What to produce:
Copy the part of the material that opens with the line containing "red painted line --all" and closes with the line containing "[0,0,450,125]", switching "metal staircase" to "metal stairs" and leaving everything else the same.

Input records:

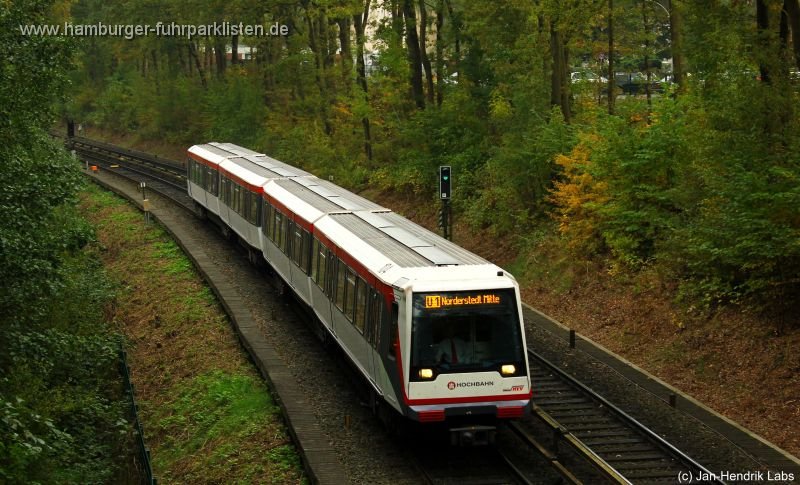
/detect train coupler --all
[450,426,497,446]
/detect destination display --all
[425,293,501,309]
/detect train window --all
[300,229,311,274]
[272,211,283,249]
[336,258,347,310]
[344,266,356,322]
[248,194,260,224]
[316,248,328,291]
[367,287,381,347]
[292,224,303,269]
[353,278,368,333]
[261,197,270,236]
[311,238,319,283]
[202,166,214,192]
[325,250,337,294]
[388,301,400,359]
[231,184,242,213]
[280,216,293,256]
[283,220,294,255]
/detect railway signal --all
[439,165,453,239]
[439,165,451,200]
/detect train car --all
[188,143,532,443]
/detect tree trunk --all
[403,0,425,109]
[189,40,208,88]
[756,0,771,84]
[669,0,686,92]
[608,0,617,115]
[419,0,433,104]
[353,0,372,161]
[150,49,161,94]
[436,0,445,106]
[559,43,572,123]
[214,37,227,77]
[305,11,333,135]
[784,0,800,69]
[642,0,653,109]
[336,17,353,89]
[445,0,461,80]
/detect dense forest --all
[54,0,800,318]
[0,1,133,483]
[0,0,800,476]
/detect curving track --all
[511,349,723,484]
[66,133,722,485]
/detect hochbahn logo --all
[447,381,494,391]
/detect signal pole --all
[439,165,453,240]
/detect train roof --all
[330,210,490,268]
[195,142,495,273]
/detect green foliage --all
[64,0,800,314]
[0,1,127,483]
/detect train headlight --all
[500,364,517,376]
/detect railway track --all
[415,442,534,485]
[510,349,723,484]
[66,137,723,485]
[66,137,194,210]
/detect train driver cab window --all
[410,289,525,380]
[292,224,303,266]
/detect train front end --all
[404,271,531,445]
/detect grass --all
[81,183,306,483]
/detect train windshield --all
[410,288,525,380]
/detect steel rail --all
[528,349,724,484]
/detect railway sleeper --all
[603,452,674,463]
[625,470,678,483]
[534,394,597,415]
[592,443,657,454]
[551,407,603,419]
[558,416,622,426]
[614,459,678,470]
[533,394,589,407]
[572,429,636,440]
[581,438,644,446]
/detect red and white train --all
[187,143,532,442]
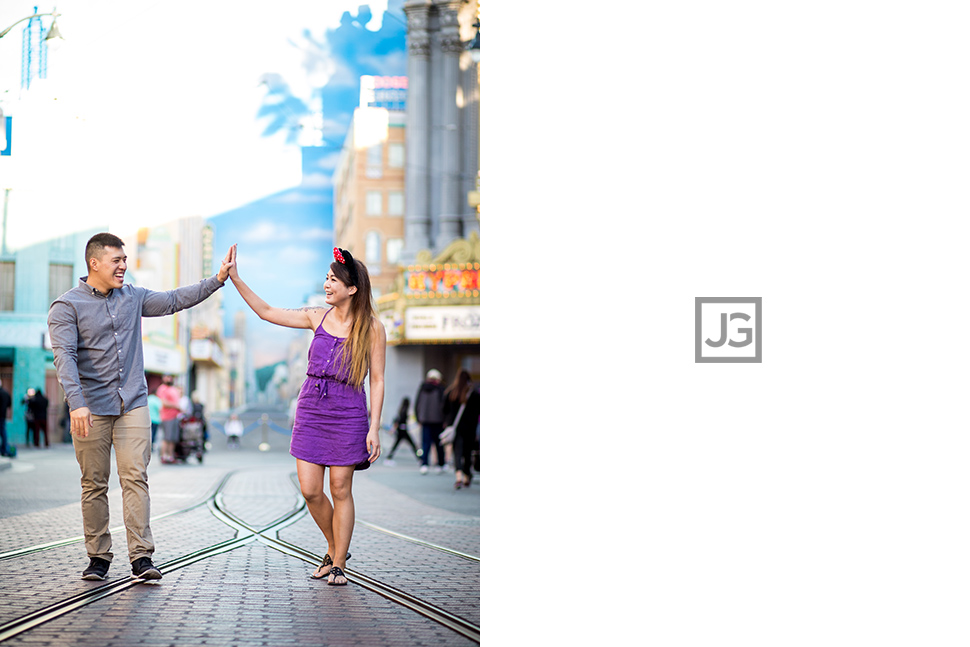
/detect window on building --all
[364,191,384,216]
[364,231,381,273]
[387,143,404,168]
[387,238,404,265]
[0,261,16,312]
[47,263,74,303]
[387,191,404,216]
[364,142,384,177]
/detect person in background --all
[20,389,39,447]
[24,387,51,449]
[445,369,480,490]
[188,390,209,447]
[148,389,162,449]
[226,413,243,449]
[0,380,12,458]
[47,233,232,580]
[155,375,182,465]
[414,368,445,474]
[384,398,421,465]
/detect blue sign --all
[0,117,13,155]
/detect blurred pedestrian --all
[148,389,162,449]
[189,390,209,448]
[229,245,387,585]
[20,389,38,447]
[384,398,421,465]
[0,380,13,458]
[155,375,182,465]
[414,368,445,474]
[445,369,481,490]
[47,233,231,580]
[225,413,243,449]
[24,387,51,448]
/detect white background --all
[492,0,970,647]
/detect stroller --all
[175,415,205,463]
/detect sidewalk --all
[0,435,480,647]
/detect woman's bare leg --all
[296,458,336,577]
[330,465,354,584]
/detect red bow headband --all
[333,247,358,287]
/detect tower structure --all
[20,7,47,90]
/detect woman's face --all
[323,270,357,306]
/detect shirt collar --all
[78,276,111,298]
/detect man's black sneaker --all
[131,557,162,580]
[81,557,111,581]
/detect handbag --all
[438,402,465,445]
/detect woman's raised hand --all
[216,245,236,283]
[229,244,239,279]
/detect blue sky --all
[0,0,406,370]
[209,0,407,366]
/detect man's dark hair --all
[84,232,125,267]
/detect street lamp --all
[0,7,64,45]
[465,20,482,63]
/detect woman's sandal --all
[310,553,350,580]
[327,566,347,586]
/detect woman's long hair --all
[330,258,377,389]
[445,369,472,402]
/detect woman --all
[229,245,387,585]
[444,370,480,490]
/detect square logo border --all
[694,297,761,364]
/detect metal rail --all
[0,471,481,643]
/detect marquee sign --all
[404,263,480,298]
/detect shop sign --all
[189,339,223,366]
[142,343,185,375]
[404,306,481,341]
[404,264,480,297]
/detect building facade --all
[402,0,480,264]
[377,0,481,418]
[333,76,407,296]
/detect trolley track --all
[0,470,481,643]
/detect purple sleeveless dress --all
[290,310,370,465]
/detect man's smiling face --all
[87,247,128,293]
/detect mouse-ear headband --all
[333,247,358,287]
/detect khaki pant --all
[73,407,155,562]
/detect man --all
[414,369,445,474]
[47,233,235,580]
[0,380,12,456]
[155,375,182,464]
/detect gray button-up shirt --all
[47,276,224,416]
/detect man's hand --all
[229,245,239,280]
[216,245,236,283]
[71,407,94,438]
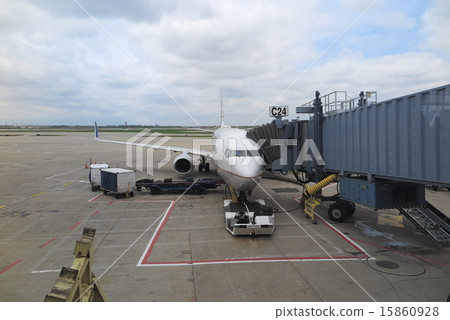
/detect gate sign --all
[269,106,289,118]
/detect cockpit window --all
[236,150,247,157]
[225,149,259,158]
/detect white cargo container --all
[100,168,136,198]
[89,163,109,191]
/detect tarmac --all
[0,132,450,302]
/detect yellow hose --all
[303,174,339,199]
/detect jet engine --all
[173,154,194,174]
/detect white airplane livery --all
[95,108,264,197]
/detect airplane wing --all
[95,122,214,160]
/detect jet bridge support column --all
[313,91,325,181]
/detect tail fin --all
[220,90,225,128]
[95,121,99,140]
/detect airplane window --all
[236,150,247,157]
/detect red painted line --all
[351,238,450,268]
[91,210,100,217]
[88,194,103,202]
[142,201,176,264]
[141,257,362,266]
[69,222,81,230]
[0,259,23,274]
[39,237,57,248]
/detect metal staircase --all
[400,202,450,248]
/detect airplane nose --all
[236,158,264,178]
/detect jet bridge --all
[247,84,450,243]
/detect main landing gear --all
[198,157,210,172]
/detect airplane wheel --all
[150,186,161,195]
[328,202,348,222]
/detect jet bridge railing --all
[301,91,377,116]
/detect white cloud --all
[0,0,450,125]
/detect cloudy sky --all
[0,0,450,126]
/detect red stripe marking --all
[91,210,100,217]
[0,259,23,274]
[141,201,368,265]
[39,237,57,248]
[142,201,176,264]
[69,222,81,230]
[146,257,361,265]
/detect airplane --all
[95,104,265,202]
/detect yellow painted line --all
[28,191,47,198]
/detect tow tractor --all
[223,185,275,236]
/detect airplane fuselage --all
[214,127,264,191]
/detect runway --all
[0,132,450,302]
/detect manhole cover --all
[375,260,400,269]
[367,253,426,276]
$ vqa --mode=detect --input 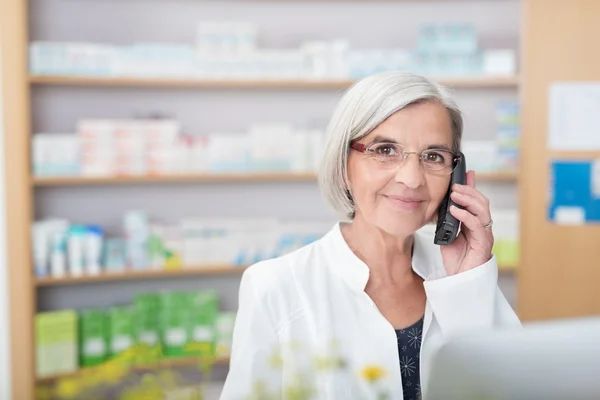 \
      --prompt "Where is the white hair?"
[319,71,463,219]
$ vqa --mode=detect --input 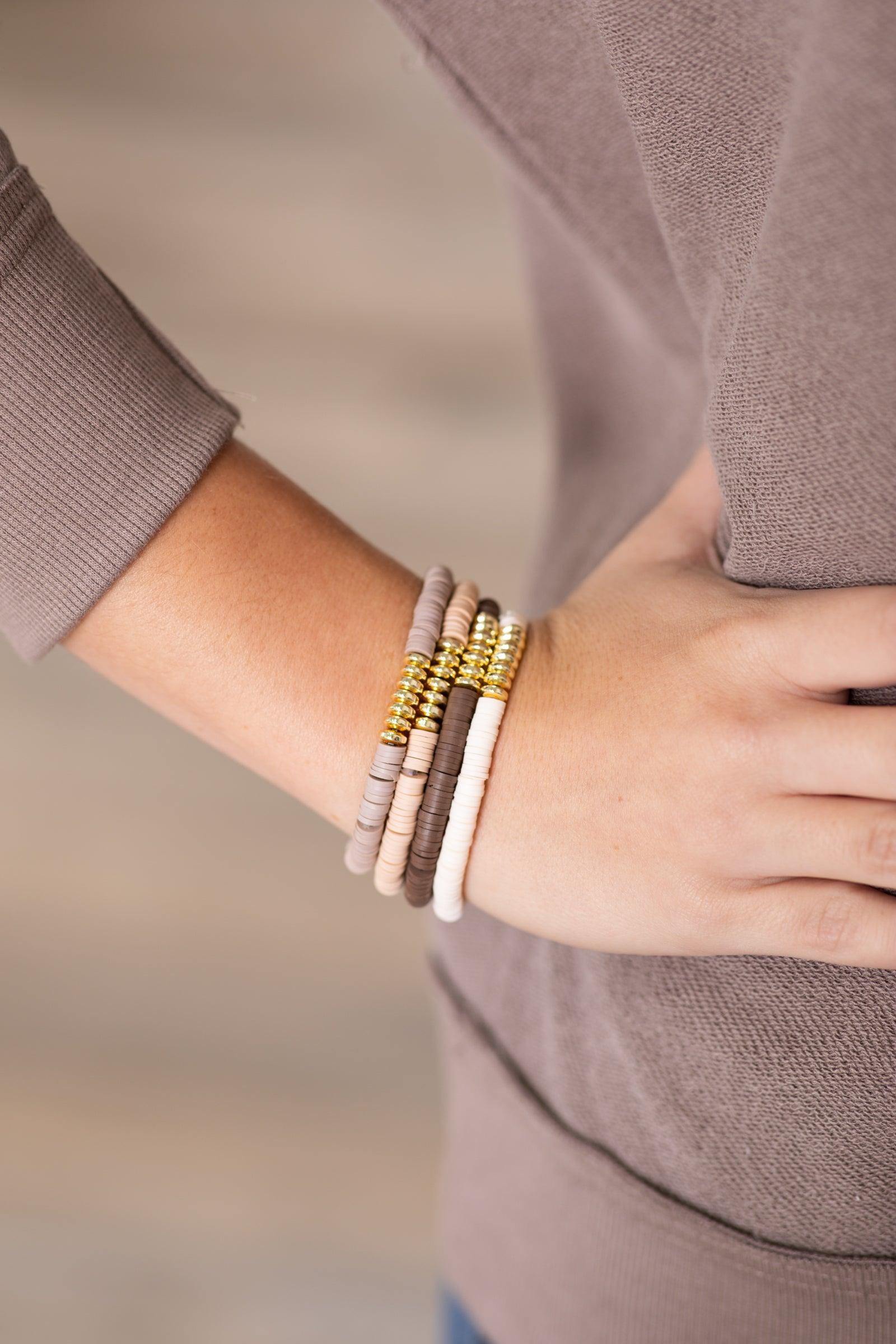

Output for this exercise:
/detect red painted line --all
[351,238,450,268]
[91,210,100,217]
[88,194,103,202]
[142,201,176,264]
[141,257,362,266]
[69,222,81,230]
[0,259,23,274]
[39,237,57,248]
/detect metal stairs --all
[400,202,450,248]
/detect airplane nose --all
[236,158,264,178]
/detect jet bridge --all
[247,84,450,243]
/detect main landing gear --all
[198,157,210,172]
/detect airplane wheel --all
[150,186,161,195]
[328,202,348,222]
/detect jet bridge railing --all
[301,91,377,116]
/detect white cloud --all
[0,0,450,125]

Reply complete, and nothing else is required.